- **COMPITI RICHIESTI**
1. Riporta fedelmente il passo dell'articolo sul tessile da "Ma di che tipo" a "tintoria e finissaggio.".
2. Elenca tutte le voci che, secondo l'articolo sul tessile, portano al fabbisogno di circa duemila figure.

═════ SEZIONE DEL DOCUMENTO ═════

Il tessile trema di fronte a quota 103 Nelle aziende si teme il grande vuoto

Mancano già duemila operai per coprire il fabbisogno dell’ultima parte dell’anno, nel 2023 andrà peggio. Sarti (Confindustria): "Le uscite anticipate per la pensione complicheranno un quadro già difficile"

Migration

E’ sempre la stessa storia. Il ritornello non cambia da qualche anno a questa parte: il tessile ha fame di forza lavoro, le nuove leve non si trovano anche per una forma di pregiudizio che va a pesare su un settore che ha prodotto e continua a produrre ricchezza, ma le cui offerte vengono declinate a vantaggio di altri tipi di occupazione, ritenuti meno pesanti. Fatto sta in vista anche di un ulteriore indebolimento della forza lavoro tessile per via della riforma delle pensioni, con la volontà del governo di praticare il nuovo canale di uscita anticipata (quota 103 per 12 mesi combinando l’età di uscita, che dovrebbe essere fissata a 62 anni, con 41 di contributi), i grattacapo per il distretto laniero vanno a moltiplicarsi nel 2023. Si parte, infatti, da una condizione in cui le aziende annaspano nella ricerca di addetti in grado di soddisfare tutte le esigenze del settore moda. Ad oggi il fabbisogno occupazionale è di circa duemila figure: un dato che interessa la proiezione dell’ultimo trimestre del 2022, secondo la banca dati Excelsior. Una cifra a cui si giunge fra pensionamenti, dimissioni, contratti a termine non rinnovati e potenziamenti d’organico.

Ma di che tipo di lavoratori è a caccia il mondo che produce moda? A differenza degli anni precedenti, a questo giro di giostra in pratica servono figure specializzate nella maggior parte dei settori moda. Così si cercano addetti alla filatura, alla tessitura, al finissaggio e alla maglieria. Quest’ultimo ambito sembra essere particolarmente penalizzato perché il personale è praticamente introvabile. Poi mancano i tecnici per la progettazione, la produzione, la gestione della catena di fornitura oltre che per i processi chimici di tintoria e finissaggio.

═════ DATI REGISTRATI ═════

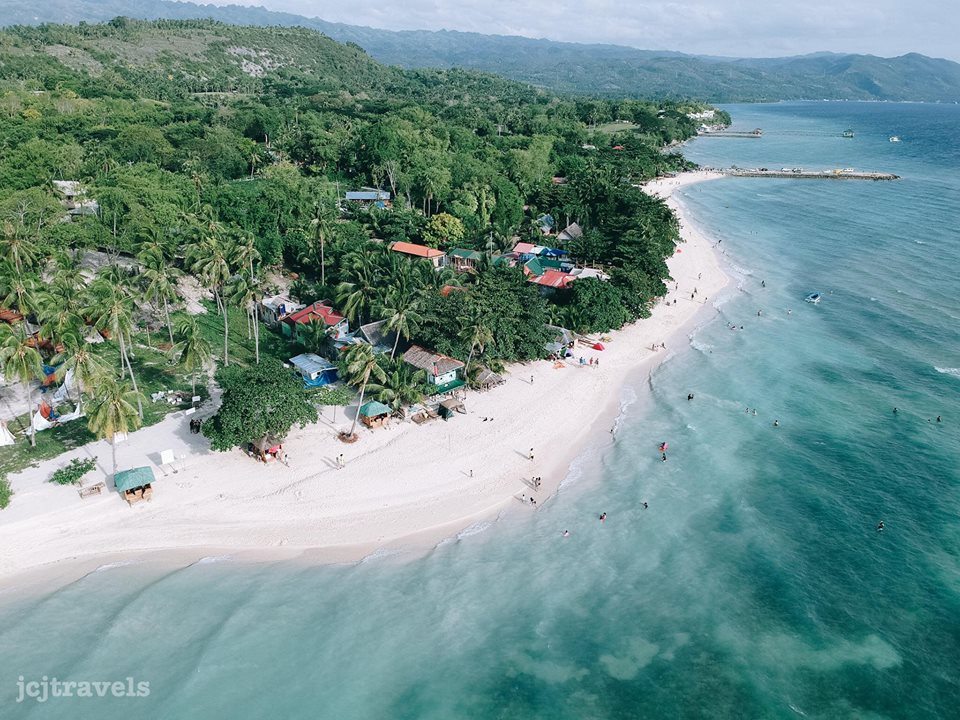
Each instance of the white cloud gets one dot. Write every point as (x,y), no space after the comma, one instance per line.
(744,28)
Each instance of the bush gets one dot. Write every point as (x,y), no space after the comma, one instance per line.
(72,473)
(5,492)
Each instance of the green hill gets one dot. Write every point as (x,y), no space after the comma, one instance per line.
(606,70)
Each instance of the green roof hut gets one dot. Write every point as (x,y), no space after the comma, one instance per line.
(374,414)
(135,484)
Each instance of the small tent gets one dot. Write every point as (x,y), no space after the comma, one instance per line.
(266,448)
(450,406)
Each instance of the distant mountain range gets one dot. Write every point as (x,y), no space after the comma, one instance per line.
(608,70)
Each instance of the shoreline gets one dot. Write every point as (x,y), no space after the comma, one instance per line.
(404,488)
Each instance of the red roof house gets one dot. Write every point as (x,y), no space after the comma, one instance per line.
(318,312)
(436,257)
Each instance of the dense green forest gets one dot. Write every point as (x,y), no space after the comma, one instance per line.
(609,70)
(222,154)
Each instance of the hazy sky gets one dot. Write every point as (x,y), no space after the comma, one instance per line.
(754,28)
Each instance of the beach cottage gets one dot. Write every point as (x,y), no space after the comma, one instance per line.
(378,337)
(370,198)
(464,260)
(374,414)
(443,373)
(315,370)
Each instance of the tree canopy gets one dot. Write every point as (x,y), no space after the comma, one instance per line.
(264,399)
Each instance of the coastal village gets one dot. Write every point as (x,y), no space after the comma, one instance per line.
(310,489)
(445,378)
(226,317)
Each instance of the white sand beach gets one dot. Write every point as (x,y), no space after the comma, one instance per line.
(398,481)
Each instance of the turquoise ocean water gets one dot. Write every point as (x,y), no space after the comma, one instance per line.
(754,586)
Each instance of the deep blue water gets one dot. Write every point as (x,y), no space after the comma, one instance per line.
(754,586)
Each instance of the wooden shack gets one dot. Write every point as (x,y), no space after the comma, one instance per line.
(374,414)
(135,484)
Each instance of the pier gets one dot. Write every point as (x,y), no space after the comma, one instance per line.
(758,133)
(801,174)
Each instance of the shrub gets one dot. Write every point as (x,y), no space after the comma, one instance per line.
(72,473)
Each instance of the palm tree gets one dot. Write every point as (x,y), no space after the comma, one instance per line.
(19,290)
(16,248)
(402,386)
(112,412)
(77,355)
(361,363)
(210,265)
(193,350)
(159,276)
(400,312)
(322,229)
(244,292)
(21,361)
(112,309)
(477,334)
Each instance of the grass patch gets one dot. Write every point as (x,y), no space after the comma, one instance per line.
(5,492)
(242,351)
(74,472)
(154,373)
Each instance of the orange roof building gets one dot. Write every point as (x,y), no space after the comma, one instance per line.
(436,257)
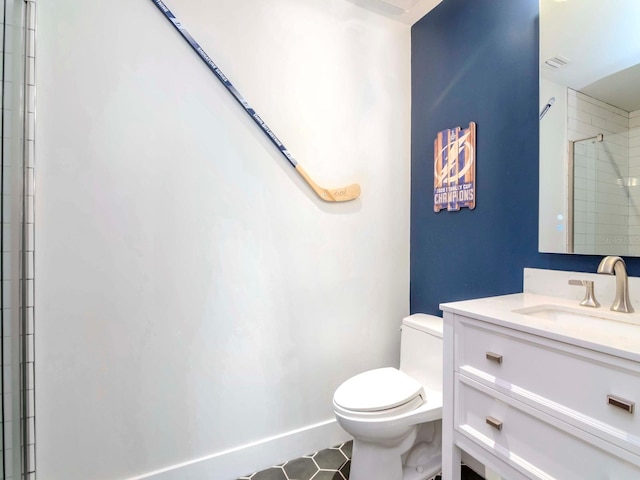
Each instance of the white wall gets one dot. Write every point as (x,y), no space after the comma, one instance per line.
(193,295)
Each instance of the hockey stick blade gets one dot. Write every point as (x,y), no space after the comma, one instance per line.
(344,194)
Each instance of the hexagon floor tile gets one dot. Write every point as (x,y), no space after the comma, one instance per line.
(330,464)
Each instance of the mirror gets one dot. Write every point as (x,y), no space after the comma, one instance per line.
(589,127)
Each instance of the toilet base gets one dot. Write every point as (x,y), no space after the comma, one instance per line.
(420,451)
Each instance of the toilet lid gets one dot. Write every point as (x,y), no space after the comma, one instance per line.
(376,390)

═════

- **RISPOSTE COMPLETE**
1.
Ma di che tipo di lavoratori è a caccia il mondo che produce moda? A differenza degli anni precedenti, a questo giro di giostra in pratica servono figure specializzate nella maggior parte dei settori moda. Così si cercano addetti alla filatura, alla tessitura, al finissaggio e alla maglieria. Quest’ultimo ambito sembra essere particolarmente penalizzato perché il personale è praticamente introvabile. Poi mancano i tecnici per la progettazione, la produzione, la gestione della catena di fornitura oltre che per i processi chimici di tintoria e finissaggio.

2.
- Pensionamenti
- Dimissioni
- Contratti a termine non rinnovati
- Potenziamenti d'organico